__PROBLEM TO SOLVE__. Swap each "Scans" in the items below for "Searches", and leave every other character as it is.

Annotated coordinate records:
::::::::::

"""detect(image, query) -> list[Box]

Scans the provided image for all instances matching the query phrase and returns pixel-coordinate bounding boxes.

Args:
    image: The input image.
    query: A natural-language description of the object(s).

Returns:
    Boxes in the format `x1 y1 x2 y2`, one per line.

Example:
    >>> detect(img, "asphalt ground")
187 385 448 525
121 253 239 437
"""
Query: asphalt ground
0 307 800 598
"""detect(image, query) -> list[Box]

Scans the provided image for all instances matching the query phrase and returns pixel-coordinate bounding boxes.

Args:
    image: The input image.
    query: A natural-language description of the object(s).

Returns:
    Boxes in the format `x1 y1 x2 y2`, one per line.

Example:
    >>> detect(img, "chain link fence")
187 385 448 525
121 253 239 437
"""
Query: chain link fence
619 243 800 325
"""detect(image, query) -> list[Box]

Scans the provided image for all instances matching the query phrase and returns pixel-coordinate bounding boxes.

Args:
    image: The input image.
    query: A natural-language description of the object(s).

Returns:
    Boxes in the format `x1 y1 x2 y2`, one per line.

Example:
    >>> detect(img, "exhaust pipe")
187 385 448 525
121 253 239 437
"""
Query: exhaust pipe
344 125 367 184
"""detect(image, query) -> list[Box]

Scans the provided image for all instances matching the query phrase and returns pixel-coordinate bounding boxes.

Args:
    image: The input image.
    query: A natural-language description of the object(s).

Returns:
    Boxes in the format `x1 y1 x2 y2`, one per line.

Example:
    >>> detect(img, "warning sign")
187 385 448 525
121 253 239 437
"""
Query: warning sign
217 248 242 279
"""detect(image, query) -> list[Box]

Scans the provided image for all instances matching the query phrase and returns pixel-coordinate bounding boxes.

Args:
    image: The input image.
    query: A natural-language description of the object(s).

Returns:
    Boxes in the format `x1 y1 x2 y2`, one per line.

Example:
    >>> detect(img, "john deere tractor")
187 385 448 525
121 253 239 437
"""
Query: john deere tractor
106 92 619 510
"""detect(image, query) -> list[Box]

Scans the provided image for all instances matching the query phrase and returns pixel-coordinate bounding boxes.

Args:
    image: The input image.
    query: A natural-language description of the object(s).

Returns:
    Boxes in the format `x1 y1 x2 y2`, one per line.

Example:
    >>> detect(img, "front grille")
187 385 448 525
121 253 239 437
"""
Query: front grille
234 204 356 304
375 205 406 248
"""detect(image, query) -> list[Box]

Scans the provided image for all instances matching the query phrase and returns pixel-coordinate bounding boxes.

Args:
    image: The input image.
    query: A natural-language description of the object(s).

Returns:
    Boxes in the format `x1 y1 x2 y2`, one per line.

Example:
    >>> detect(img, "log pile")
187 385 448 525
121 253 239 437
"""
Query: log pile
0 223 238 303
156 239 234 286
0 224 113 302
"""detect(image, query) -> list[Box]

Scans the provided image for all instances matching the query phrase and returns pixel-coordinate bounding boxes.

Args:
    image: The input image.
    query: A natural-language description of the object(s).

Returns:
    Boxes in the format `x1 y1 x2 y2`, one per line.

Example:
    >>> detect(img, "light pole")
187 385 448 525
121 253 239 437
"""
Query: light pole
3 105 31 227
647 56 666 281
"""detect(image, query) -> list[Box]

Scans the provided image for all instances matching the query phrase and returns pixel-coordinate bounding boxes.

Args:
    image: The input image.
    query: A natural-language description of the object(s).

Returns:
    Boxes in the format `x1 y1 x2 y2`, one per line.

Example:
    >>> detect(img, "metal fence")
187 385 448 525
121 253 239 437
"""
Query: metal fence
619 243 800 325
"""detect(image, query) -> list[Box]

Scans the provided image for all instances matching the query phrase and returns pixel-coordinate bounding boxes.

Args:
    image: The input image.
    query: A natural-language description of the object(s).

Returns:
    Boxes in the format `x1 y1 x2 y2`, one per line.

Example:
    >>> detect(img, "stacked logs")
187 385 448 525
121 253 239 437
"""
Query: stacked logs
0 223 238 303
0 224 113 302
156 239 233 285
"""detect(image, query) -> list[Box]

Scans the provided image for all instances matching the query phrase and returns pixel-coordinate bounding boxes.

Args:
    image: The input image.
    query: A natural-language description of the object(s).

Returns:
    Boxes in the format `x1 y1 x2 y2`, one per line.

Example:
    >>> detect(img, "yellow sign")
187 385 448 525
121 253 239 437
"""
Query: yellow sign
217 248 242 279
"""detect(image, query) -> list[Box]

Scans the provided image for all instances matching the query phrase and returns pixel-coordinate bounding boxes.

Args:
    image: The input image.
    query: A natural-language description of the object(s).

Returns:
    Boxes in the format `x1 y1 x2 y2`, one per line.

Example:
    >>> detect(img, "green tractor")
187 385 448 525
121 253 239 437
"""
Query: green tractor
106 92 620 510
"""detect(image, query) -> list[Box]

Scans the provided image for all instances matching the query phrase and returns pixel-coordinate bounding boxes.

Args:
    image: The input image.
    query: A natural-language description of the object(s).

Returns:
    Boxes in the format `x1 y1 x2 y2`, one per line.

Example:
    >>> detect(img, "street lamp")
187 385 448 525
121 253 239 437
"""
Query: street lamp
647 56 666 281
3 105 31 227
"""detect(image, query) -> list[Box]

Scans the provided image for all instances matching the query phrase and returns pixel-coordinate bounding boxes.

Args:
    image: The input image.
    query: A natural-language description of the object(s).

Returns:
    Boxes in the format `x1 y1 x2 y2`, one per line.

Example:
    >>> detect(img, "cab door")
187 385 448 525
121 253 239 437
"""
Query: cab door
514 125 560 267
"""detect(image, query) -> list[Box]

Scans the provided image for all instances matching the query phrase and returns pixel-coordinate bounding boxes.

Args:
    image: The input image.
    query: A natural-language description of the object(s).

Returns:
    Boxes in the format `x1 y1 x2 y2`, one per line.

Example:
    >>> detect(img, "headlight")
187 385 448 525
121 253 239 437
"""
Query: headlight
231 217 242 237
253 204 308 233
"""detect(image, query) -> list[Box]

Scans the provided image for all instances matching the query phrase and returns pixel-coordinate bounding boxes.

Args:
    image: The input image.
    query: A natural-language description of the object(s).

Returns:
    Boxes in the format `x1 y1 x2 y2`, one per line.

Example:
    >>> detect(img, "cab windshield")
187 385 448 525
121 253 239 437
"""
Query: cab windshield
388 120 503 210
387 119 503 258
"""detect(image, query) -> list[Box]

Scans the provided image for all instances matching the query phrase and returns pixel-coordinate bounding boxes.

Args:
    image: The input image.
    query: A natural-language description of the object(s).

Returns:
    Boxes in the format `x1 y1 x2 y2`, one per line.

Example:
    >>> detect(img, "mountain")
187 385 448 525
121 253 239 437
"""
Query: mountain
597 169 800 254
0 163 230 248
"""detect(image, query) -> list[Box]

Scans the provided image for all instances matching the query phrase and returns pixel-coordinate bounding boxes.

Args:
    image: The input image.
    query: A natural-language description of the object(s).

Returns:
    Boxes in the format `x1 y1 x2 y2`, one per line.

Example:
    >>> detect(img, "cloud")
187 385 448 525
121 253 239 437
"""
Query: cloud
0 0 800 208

::::::::::

__RESULT FOR THIS EXERCISE__.
"""detect(image, query) -> list[Box]

Searches the provided image for all instances matching the query phrase and returns pixel-coordinate bounding boxes.

Args:
    image: The input image.
    query: A natural-language description of the object(s).

Returns:
    Boxes in the format `x1 y1 x2 y2`, one per line.

Example:
    >>> detect(img, "asphalt ground")
187 385 448 525
121 253 239 437
"""
Query: asphalt ground
0 307 800 598
"""detect(image, query) -> list[Box]

Searches the provided image for all instances matching the query phrase and returns pixel-coordinate bounding boxes.

Args:
    image: The input image.
    query: A natural-language description of the object(s).

Returns:
    Boxes in the format `x1 y1 x2 y2`, one per line.

Example:
    >>> detect(img, "chain link fence")
187 385 448 525
121 253 239 437
"""
Query: chain link fence
619 243 800 325
"""detect(image, query) -> list[Box]

Searches the provided image for all instances matching the query phrase and returns pixel-coordinate bounding boxes.

Args:
    image: The input image.
    query: A natural-language description of the object(s).

Returns:
    Boxes in the format `x1 y1 x2 y2`, one per line.

Example:
    >>> detect(img, "exhaust pipe")
187 385 448 525
121 253 239 437
"""
Query: exhaust pipe
344 125 367 184
"""detect(image, query) -> list[Box]

Searches the provided image for all instances matching the query phrase and returns pixel-coordinate bounding boxes.

Args:
    image: The input image.
    query: A natural-language description of the object(s).

Returns:
    Boxes in the format `x1 y1 x2 y2`, one per line.

Example:
    >>> detect(img, "warning sign")
187 385 448 525
121 253 239 437
"""
Query: warning sign
217 248 242 279
"""detect(image, query) -> list[Box]

Searches the provided image for all instances matching the query phrase and returns pixel-coordinate bounding boxes.

Args:
    image: The input image.
    query: A natural-language description of the object(s).

Returns:
    Boxes in the format `x1 y1 x2 y2`, one per line.

Example:
    >>> detect(img, "john deere tractor")
187 385 448 525
121 253 239 437
"""
Query: john deere tractor
106 92 619 510
"""detect(image, query) -> list[Box]

Searches the provided image for all instances matching the query phrase and returns pixel-coordinate bounding boxes.

Args:
    image: The input image.
    query: A natural-language description of the object(s).

Returns:
    Boxes in the format `x1 y1 x2 y2`, one per line.

Example:
    >>> detect(img, "front grille")
187 385 448 525
121 253 239 437
"""
Query: front grille
234 204 356 304
375 205 406 248
"""detect(image, query) -> list[Box]

Searches the provided image for all instances matching the query phrase and returns pixel-coordinate bounding boxes.

Args:
    image: The input image.
    query: A natural-language description of the object(s).

Returns:
    Boxes in the format `x1 y1 x2 y2`, one per line.

Example:
    >>> detect(img, "log pile")
187 385 448 525
121 253 239 437
"""
Query: log pile
0 223 238 303
156 239 234 286
0 224 113 302
"""detect(image, query) -> list[Box]

Searches the provided image for all instances matching the query phrase and returns pixel-coordinate bounding boxes.

Args:
    image: The input image.
    query: A natural-language description of the object(s).

Returns:
    Boxes in the format `x1 y1 x2 y2`, one per line.

Example:
    >>> detect(img, "light pole")
187 385 448 525
121 253 239 437
"""
Query: light pole
3 105 31 227
647 56 666 281
"""detect(image, query) -> list[Box]

Searches the provided image for all instances matching the query phrase and returns pixel-coordinate bounding boxes.

Args:
    image: The input image.
    query: A natural-language description of the object(s).

Returns:
    Boxes in the format `x1 y1 x2 y2`, one per line.

Example:
    >>> detect(img, "metal fence")
187 385 448 525
121 253 239 437
"""
Query: metal fence
619 243 800 325
"""detect(image, query) -> list[Box]

Searches the provided image for all instances matching the query phrase and returns pixel-coordinate bounding boxes.

Args:
    image: The input image.
    query: A natural-language description of the object(s).

Returns:
    Boxes in the format `x1 y1 x2 y2`, one per line.

Example:
    >>> detect(img, "stacked logs")
187 385 448 525
121 253 239 437
"""
Query: stacked logs
0 223 238 303
0 224 113 302
156 239 233 285
"""detect(image, query) -> list[Box]

Searches the provided image for all instances matching the query phrase and returns pixel-coordinate bounding boxes.

Args:
    image: The input image.
    query: A natural-language description of the object(s).

Returns:
    Boxes in the format `x1 y1 x2 y2`, one per line.

Example:
    >>> detect(img, "yellow sign")
187 385 448 525
121 253 239 437
"""
Query: yellow sign
217 248 242 279
"""detect(image, query) -> list[Box]

Searches the provided image for all instances matching the query phrase and returns pixel-coordinate bounding boxes.

Args:
    image: The input image.
    query: A natural-language description of the object(s).

Returns:
    Boxes in the format `x1 y1 x2 y2`, one per line.

Example:
    >>> detect(img, "green tractor")
187 385 448 525
121 253 239 437
"""
Query: green tractor
106 92 620 510
"""detect(image, query) -> list[Box]

Searches the provided image for all instances matching the query phrase and returns pixel-coordinate bounding boxes.

Args:
    image: The input image.
    query: A natural-language description of the object(s).

Returns:
    Boxes in the format `x1 y1 x2 y2`, one per line.

Example:
    >>> detect(img, "street lamp")
187 385 448 525
121 253 239 437
"""
Query: street lamp
647 56 666 281
3 105 31 227
"""detect(image, query) -> list[Box]

Searches the provided image for all instances matching the query phrase and returns pixel-coordinate bounding boxes.

Args:
    image: The input image.
    query: A natural-language description of the object(s).

Returns:
    Boxes in the format `x1 y1 x2 y2`, one per line.

Example:
    >>> detect(img, "cab door")
187 385 448 525
121 253 239 437
"""
Query: cab door
514 125 560 267
"""detect(image, query) -> list[Box]

Searches the provided image for all instances matching the query phrase and returns pixel-coordinate bounding boxes.

Args:
    image: The input image.
    query: A natural-language description of the object(s).

Returns:
    Boxes in the format `x1 y1 x2 y2`, one per line.

Example:
    >>> detect(img, "headlight")
187 385 448 525
121 253 239 437
"""
Query: headlight
231 217 242 237
253 204 308 233
"""detect(image, query) -> list[Box]

Searches the provided image for all instances matching the query phrase and returns pixel-coordinate bounding boxes.

Args:
    image: The input image.
    query: A natural-language description of the object(s).

Returns:
    Boxes in the format `x1 y1 x2 y2`, one per line.

Example:
    >>> detect(img, "cab windshield")
187 385 448 525
121 253 239 437
"""
Query: cab windshield
388 120 503 210
387 119 503 258
"""detect(image, query) -> list[Box]

Searches the provided image for all instances matching the query phrase and returns pixel-coordinate bounding boxes.

Args:
    image: The input image.
    query: A natural-language description of the object(s).

Returns:
    Boxes in the format `x1 y1 x2 y2`, one per line.

Example:
    >>> detect(img, "mountain")
187 385 448 525
121 253 239 437
"""
Query: mountain
597 169 800 254
0 163 230 248
"""detect(image, query) -> list[Box]

Searches the provided image for all instances matching the query phrase and returns pixel-coordinate bounding boxes.

Args:
    image: The input image.
    query: A natural-language description of the object(s).

Returns:
    Boxes in the format `x1 y1 x2 y2`, one per line.

Example:
    >>> detect(img, "cloud")
187 385 448 525
121 253 239 437
"""
Query: cloud
0 0 800 208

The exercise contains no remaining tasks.